Instructions for the task: Continue the mailing-list post about adding OLD/NEW support to RETURNING, starting right after its last sentence.

Page:
Adding OLD/NEW support to RETURNING

From: Dean Rasheed <dean(dot)a(dot)rasheed(at)gmail(dot)com>
To: PostgreSQL Hackers <pgsql-hackers(at)lists(dot)postgresql(dot)org>
Subject: Adding OLD/NEW support to RETURNING
Date: 2023-12-04 12:14:42
Message-ID: CAEZATCWx0J0-v=Qjc6gXzR=KtsdvAE7Ow=D=mu50AgOe+pvisQ@mail.gmail.com
Views: Raw Message | Whole Thread | Download mbox | Resend email
Thread:
Lists: pgsql-hackers

I have been playing around with the idea of adding support for OLD/NEW
to RETURNING, partly motivated by the discussion on the MERGE
RETURNING thread [1], but also because I think it would be a very
useful addition for other commands (UPDATE in particular).

This was discussed a long time ago [2], but that previous discussion
didn't lead to a workable patch, and so I have taken a different
approach here.

My first thought was that this would only really make sense for UPDATE
and MERGE, since OLD/NEW are pretty pointless for INSERT/DELETE
respectively. However...

1. For an INSERT with an ON CONFLICT ... DO UPDATE clause, returning
OLD might be very useful, since it provides a way to see which rows
conflicted, and return the old conflicting values.

2. If a DELETE is turned into an UPDATE by a rule (e.g., to mark rows
as deleted, rather than actually deleting them), then returning NEW
can also be useful. (I admit, this is a somewhat obscure use case, but
it's still possible.)

3. In a MERGE, we need to be able to handle all 3 command types anyway.

4. It really isn't any extra effort to support INSERT and DELETE.

So in the attached very rough patch (no docs, minimal testing) I have
just allowed OLD/NEW in RETURNING for all command types (except, I
haven't done MERGE here - I think that's best kept as a separate
patch). If there is no OLD/NEW row in a particular context, it just
returns NULLs. The regression tests contain examples of 1 & 2 above.

Based on Robert Haas' suggestion in [2], the patch works by adding a
new "varreturningtype" field to Var nodes. This field is set during
parse analysis of the returning clause, which adds new namespace
aliases for OLD and NEW, if tables with those names/aliases are not
already present. So the resulting Var nodes have the same
varno/varattno as they would normally have had, but a different
varreturningtype.

For the most part, the rewriter and parser are then untouched, except
for a couple of places necessary to ensure that the new field makes it
through correctly. In particular, none of this affects the shape of
the final plan produced. All of the work to support the new Var
returning type is done in the executor.

Dataset entries:
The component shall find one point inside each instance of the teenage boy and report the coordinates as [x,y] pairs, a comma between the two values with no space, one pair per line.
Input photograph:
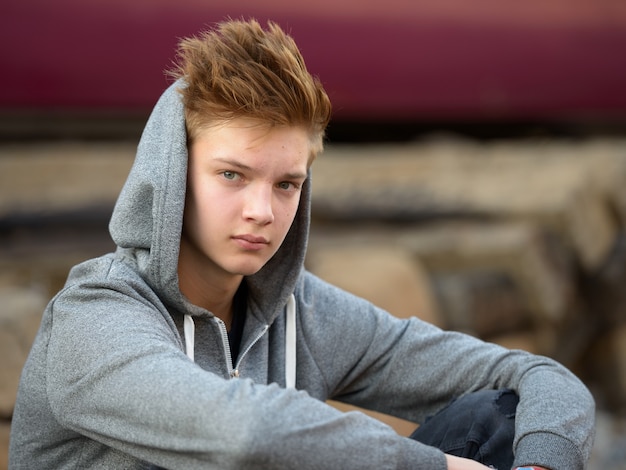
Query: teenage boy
[202,342]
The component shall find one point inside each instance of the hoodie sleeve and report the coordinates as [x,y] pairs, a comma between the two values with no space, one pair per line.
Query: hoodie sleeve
[116,374]
[423,368]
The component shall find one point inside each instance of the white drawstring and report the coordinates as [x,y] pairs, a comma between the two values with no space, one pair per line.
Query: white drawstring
[290,343]
[190,333]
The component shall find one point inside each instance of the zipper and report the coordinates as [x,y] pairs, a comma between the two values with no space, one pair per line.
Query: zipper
[233,372]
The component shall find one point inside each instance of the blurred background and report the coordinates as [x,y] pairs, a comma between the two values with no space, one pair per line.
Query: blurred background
[474,174]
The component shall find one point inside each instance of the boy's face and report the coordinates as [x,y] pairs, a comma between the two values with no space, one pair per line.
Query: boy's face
[243,191]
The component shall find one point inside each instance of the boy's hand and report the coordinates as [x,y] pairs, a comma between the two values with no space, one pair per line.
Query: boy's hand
[459,463]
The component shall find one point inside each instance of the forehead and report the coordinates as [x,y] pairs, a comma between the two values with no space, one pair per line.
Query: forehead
[251,142]
[252,133]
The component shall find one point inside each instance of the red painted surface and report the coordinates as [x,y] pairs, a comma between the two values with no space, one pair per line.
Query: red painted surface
[429,59]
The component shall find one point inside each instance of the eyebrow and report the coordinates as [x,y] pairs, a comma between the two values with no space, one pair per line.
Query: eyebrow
[245,167]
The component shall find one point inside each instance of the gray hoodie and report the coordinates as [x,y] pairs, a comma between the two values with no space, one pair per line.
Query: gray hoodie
[109,382]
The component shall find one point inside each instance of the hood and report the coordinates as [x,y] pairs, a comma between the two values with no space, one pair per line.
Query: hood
[148,216]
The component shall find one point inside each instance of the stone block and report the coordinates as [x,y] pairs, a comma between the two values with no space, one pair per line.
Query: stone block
[388,277]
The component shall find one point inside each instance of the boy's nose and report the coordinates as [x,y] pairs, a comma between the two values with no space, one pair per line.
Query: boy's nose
[258,205]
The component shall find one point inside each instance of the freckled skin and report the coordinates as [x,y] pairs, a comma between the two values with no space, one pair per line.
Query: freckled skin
[243,191]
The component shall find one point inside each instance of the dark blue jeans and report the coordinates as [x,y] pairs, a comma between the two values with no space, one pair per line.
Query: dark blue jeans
[478,426]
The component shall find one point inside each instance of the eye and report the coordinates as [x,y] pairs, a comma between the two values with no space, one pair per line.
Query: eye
[288,186]
[230,175]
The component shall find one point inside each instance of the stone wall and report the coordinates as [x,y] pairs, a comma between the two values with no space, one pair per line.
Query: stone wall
[520,243]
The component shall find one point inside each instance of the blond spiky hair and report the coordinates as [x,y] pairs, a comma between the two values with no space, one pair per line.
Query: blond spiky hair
[240,70]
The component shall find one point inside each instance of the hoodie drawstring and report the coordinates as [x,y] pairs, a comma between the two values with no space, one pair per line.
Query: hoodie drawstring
[190,334]
[290,341]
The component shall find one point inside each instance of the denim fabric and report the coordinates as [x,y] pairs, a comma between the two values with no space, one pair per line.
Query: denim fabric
[478,426]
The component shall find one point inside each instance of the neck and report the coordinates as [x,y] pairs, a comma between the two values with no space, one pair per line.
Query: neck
[208,290]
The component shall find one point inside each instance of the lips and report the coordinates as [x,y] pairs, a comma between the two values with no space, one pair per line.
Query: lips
[251,242]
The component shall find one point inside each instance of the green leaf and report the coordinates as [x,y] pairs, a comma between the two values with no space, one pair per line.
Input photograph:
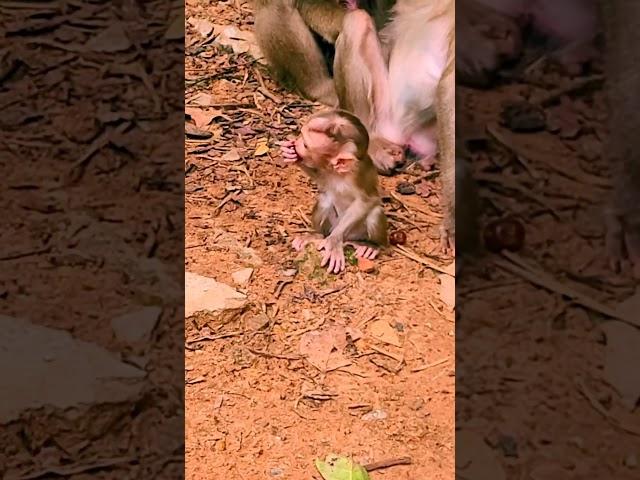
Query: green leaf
[335,467]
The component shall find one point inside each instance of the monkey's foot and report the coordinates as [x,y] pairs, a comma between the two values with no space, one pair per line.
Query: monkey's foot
[447,242]
[333,256]
[301,241]
[623,241]
[364,250]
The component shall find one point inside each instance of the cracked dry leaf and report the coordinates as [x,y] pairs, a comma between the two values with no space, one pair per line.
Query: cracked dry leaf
[200,117]
[323,348]
[202,26]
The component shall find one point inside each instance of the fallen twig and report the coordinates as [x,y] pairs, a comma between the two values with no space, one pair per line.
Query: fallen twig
[597,406]
[69,470]
[391,462]
[220,336]
[281,356]
[426,262]
[538,277]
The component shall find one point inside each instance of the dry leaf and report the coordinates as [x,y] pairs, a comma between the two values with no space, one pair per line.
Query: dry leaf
[200,117]
[231,156]
[202,99]
[112,39]
[621,360]
[382,331]
[448,290]
[202,26]
[366,265]
[475,459]
[261,148]
[323,348]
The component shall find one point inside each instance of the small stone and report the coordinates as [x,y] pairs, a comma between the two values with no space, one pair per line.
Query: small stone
[508,445]
[366,265]
[205,294]
[631,461]
[242,277]
[522,116]
[417,404]
[375,415]
[136,326]
[406,188]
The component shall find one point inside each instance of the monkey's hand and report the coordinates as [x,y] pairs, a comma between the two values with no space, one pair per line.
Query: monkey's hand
[623,237]
[289,153]
[333,256]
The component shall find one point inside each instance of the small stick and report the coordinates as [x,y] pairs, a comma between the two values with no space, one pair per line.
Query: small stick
[281,356]
[430,365]
[280,287]
[417,258]
[203,338]
[543,279]
[391,462]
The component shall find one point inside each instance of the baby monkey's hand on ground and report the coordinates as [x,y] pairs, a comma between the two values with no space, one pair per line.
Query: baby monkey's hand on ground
[333,256]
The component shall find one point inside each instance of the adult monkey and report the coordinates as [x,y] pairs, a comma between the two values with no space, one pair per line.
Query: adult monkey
[294,36]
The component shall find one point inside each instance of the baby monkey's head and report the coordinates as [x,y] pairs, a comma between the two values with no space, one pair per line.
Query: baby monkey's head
[334,140]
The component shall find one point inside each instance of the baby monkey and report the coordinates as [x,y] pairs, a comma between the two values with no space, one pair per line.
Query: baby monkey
[332,151]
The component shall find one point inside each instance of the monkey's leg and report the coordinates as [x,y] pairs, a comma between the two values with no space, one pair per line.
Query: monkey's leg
[423,143]
[323,218]
[292,52]
[371,235]
[446,119]
[362,84]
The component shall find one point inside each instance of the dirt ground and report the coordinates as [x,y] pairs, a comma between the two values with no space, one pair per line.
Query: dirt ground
[254,407]
[92,226]
[534,369]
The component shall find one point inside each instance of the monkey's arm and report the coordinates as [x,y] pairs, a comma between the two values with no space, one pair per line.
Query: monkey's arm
[621,66]
[351,218]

The result:
This turns out to be relatively straightforward, except for
cross-partition updates, which was a little trickier since the tuple
format of the old row isn't necessarily compatible with the new row,
which is in a different partition table and so might have a different
column order.

One thing that I've explicitly disallowed is returning OLD/NEW for
updates to foreign tables. It's possible that could be added in a
later patch, but I have no plans to support that right now.

One difficult question is what names to use for the new aliases. I
think OLD and NEW are the most obvious and natural choices. However,
there is a problem - if they are used in a trigger function, they will
conflict. In PL/pgSQL, this leads to an error like the following:

ERROR: column reference "new.f1" is ambiguous
LINE 3: RETURNING new.f1, new.f4
^
DETAIL: It could refer to either a PL/pgSQL variable or a table column.

That's the same error that you'd get if a different alias name had
been chosen, and it happened to conflict with a user-defined PL/pgSQL
variable, except that in that case, the user could just change their
variable name to fix the problem, which is not possible with the
automatically-added OLD/NEW trigger variables. As a way round that, I
added a way to optionally change the alias used in the RETURNING list,
using the following syntax:

RETURNING [ WITH ( { OLD | NEW } AS output_alias [, ...] ) ]
* | output_expression [ [ AS ] output_name ] [, ...]

for example:

RETURNING WITH (OLD AS o) o.id, o.val, ...

I'm not sure how good a solution that is, but the syntax doesn't look
too bad to me (somewhat reminiscent of a WITH-query), and it's only
necessary in cases where there is a name conflict.

The simpler solution would be to just pick different alias names to
start with. The previous thread seemed to settle on BEFORE/AFTER, but
I don't find those names particularly intuitive or appealing. Over on
[1], PREVIOUS/CURRENT was suggested, which I prefer, but they still
don't seem as natural as OLD/NEW.

So, as is often the case, naming things turns out to be the hardest
problem, which is why I quite like the idea of letting the user pick
their own name, if they need to. In most contexts, OLD and NEW will
work, so they won't need to.

Thoughts?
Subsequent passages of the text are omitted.